───── 本文 ─────

2010年6月27日日曜日

「柔術、どれぐらいやってるんですか?」2

タイガージム時代の話です。

前回、初めていわゆる格闘技ジムに入ったのは、タイガージムだという話をしました。
タイガージムに入門したのは、総合格闘技をやりたかったから?
いえ、当時は「総合格闘技」など存在しませんでした。
それどころか、いまみんなが「格闘技」という言葉を口にするときに思い浮かべるものと(PRIDEとかK-1とか)、当時の「格闘技」という言葉の概念自体、ずれていると思います。
はっきり言えば、入門したのはW少年がプロレスファンであり、タイガーマスクファンだったからです。

初代タイガーマスクが突如引退したのは、1983年8月ですね。
その後、しばらくして、当時あった『エキサイティング・プロレス』という新興の月刊プロレス誌で、私はタイガージムのオープン情報を知ったと思います。
世田谷区瀬田に「ザ・タイガージム」ができたのは、1984年2月。
今月発売された『Gスピリッツ』は初代佐山タイガー特集号ですが、ここに掲載されてある道場開きの写真、私、似た写真を持っています。
その場にいたから(笑)。

つまり、私は中学2年の冬に、タイガージムに入門しました。
でも、タイガージムは数カ月で閉鎖しました。
施設の使い勝手が理由として挙げられていた気もしますが、確か、佐山さんのマネジャーだったショウジ・コンチャ氏との決別が理由だったような……。
中学生なので、大人の事情はよく分かりません。

ということで告白しておくと、日本スポーツ出版社時代に初めて自分が編集した本『修斗読本』で、「ザ・タイガージム」時代のTシャツとかグッズを掲載しているページがありましたが、あれは自分の私物です(笑)。

「ザ・タイガージム」が閉鎖した後、世田谷区の三軒茶屋に「スーパータイガージム」がオープンしたのは、年をまたいで1985年だったと思います。
私も高1になっていましたね。
当然、入会したのですが、数カ月で退会しました。

シュートボクシングの旗揚げ戦(1985年9月)を観に行って、メインのシーザー武志vs力忠勝の試合とかその後の乱闘劇を「プロレスっぽいなー」とか思ったプロレス少年ですが、旗揚げ戦の前売りチケットは、ジムで買いました。
「シューティングとシュートボクシングはどう違うんですか?」って、インストラクターの田中さんに質問したら、何かムニャムニャと答えられてよく分からなかった記憶があります。

───── データ記録 ─────

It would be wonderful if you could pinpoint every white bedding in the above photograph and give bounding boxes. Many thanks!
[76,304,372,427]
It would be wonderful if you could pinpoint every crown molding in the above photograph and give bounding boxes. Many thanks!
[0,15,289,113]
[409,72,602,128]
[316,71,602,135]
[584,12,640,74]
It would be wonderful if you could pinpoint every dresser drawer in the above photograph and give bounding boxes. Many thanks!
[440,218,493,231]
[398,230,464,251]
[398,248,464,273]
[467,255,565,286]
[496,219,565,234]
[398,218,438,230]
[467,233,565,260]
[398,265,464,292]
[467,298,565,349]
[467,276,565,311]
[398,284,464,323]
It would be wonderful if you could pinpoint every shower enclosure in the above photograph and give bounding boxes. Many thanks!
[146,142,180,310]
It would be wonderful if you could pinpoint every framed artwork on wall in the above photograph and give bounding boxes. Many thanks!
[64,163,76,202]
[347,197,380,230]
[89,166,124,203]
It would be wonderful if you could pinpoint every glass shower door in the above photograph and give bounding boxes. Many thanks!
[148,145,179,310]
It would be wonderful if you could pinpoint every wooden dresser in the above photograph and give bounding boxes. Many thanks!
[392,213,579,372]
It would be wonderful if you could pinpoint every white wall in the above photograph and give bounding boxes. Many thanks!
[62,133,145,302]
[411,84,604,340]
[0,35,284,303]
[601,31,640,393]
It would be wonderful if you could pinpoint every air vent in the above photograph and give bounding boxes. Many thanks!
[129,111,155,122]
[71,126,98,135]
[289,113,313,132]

─────
───── データ記録 ─────

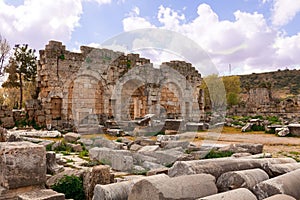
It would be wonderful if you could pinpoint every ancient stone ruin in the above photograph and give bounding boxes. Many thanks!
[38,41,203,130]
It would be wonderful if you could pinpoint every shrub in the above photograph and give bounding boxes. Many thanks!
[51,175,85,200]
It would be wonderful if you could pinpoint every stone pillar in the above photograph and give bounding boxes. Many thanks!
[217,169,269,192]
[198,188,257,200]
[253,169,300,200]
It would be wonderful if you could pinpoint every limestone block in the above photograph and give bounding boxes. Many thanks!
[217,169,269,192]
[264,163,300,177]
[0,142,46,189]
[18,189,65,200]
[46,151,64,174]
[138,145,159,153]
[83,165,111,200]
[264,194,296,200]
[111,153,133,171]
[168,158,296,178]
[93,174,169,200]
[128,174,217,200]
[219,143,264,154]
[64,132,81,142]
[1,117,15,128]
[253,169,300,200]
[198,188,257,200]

─────

**取り組む課題**
1 > 「It would be wonderful if you could pinpoint every framed」を含む行から始まり「[601,31,640,393]」を含む行で終わるエントリを、「wooden dresser」を「oak dresser」に置き換えて書き改めなさい。ほかの部分は変えてはならない。
2 > タイガージム時代を振り返る本文を、最後の文の後から書き進めなさい。

**解答例**
1 >
It would be wonderful if you could pinpoint every framed artwork on wall in the above photograph and give bounding boxes. Many thanks!
[64,163,76,202]
[347,197,380,230]
[89,166,124,203]
It would be wonderful if you could pinpoint every glass shower door in the above photograph and give bounding boxes. Many thanks!
[148,145,179,310]
It would be wonderful if you could pinpoint every oak dresser in the above photograph and give bounding boxes. Many thanks!
[392,213,579,372]
It would be wonderful if you could pinpoint every white wall in the above photograph and give bounding boxes. Many thanks!
[62,133,145,302]
[411,84,604,340]
[0,35,284,303]
[601,31,640,393]

2 >
初期のシュートボクシングはよく観に行きましたね。シーザーさんとジェームス・バシムとの試合とか……。
いやー、マニアックな高校生ですね。

それで、この後、たぶん高2ぐらいに、またスーパータイガージムに再入会します。
柔道部の同じ学年(だったけどダブって一個下になった)の仲間が「俺もやりたい」というので、一緒に入ったんです。
しかし、これもまた数カ月で辞めましたね。

タイガージムに在籍していたのは、たぶん全部を足しても1年に満たない気がします。
なんで続かなかったんだろう。
それは、W少年が基本的にただのプロレスファンであり、ただの佐山ファンだったからです。
後に、佐山さんも含めていろんな初代シューターに「あの頃はプロレスファンばかりいて……」と迷惑顔で回想される存在の一人だったわけです(笑)。

それで、練習もひたすら、ひたすら地味だった。
技とかは何も習いませんでしたね。
ブリッジみたいな基礎体力トレーニングばかりやっていました。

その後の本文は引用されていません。